## TASK TO CARRY OUT
Revise the items below by changing "I would be grateful" to "I would appreciate it" everywhere it occurs, leaving every other part of the text as it is.

• • • •

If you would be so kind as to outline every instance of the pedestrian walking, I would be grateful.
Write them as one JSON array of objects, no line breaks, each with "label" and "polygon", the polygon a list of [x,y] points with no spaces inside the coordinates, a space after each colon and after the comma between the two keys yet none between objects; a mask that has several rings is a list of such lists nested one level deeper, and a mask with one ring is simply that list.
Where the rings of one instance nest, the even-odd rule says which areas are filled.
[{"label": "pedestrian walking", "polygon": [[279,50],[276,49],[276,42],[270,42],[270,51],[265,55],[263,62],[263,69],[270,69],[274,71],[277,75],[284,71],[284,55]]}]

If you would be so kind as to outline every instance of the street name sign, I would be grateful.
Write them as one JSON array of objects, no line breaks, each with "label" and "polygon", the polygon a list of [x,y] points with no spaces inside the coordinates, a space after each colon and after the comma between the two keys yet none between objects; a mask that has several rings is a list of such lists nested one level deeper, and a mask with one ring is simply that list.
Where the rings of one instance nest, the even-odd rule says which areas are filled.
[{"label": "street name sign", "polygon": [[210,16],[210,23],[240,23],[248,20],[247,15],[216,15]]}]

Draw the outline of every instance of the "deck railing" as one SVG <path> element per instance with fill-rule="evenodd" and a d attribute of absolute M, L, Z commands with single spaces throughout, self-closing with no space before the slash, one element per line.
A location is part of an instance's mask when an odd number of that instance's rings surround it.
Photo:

• • • •

## COMPLETE OUTPUT
If you would be so kind as to outline every instance of the pedestrian walking, I would appreciate it.
Write them as one JSON array of objects, no line breaks, each with "label" and "polygon", the polygon a list of [x,y] points with no spaces inside the coordinates, a space after each colon and after the comma between the two keys yet none between objects; a mask that has several rings is a list of such lists nested one level deeper, and a mask with one ring is simply that list.
Where the rings of one instance nest, the even-odd rule says which areas are filled.
[{"label": "pedestrian walking", "polygon": [[279,50],[276,49],[276,42],[270,42],[270,51],[265,55],[263,62],[263,69],[270,69],[274,71],[277,75],[284,71],[284,55]]}]

If you would be so kind as to outline every instance of the street name sign, I would appreciate it.
Write them as one JSON array of objects, no line breaks, each with "label" and "polygon", the polygon a list of [x,y] points with no spaces inside the coordinates, a space after each colon and after the comma between the two keys yet none between objects; a mask that has several rings is a list of such lists nested one level deeper, and a mask with one ring is simply that list.
Where the rings of one instance nest, the even-odd rule says which areas are filled.
[{"label": "street name sign", "polygon": [[210,16],[210,23],[240,23],[248,20],[247,15],[216,15]]}]

Draw the outline of every instance of the "deck railing" as one SVG <path> element per instance with fill-rule="evenodd" and a d attribute of absolute M, L, Z commands with single spaces throughout, self-closing with no space before the slash, one element per line.
A location is part of an instance's mask when an odd number of that instance's rings surround it.
Photo:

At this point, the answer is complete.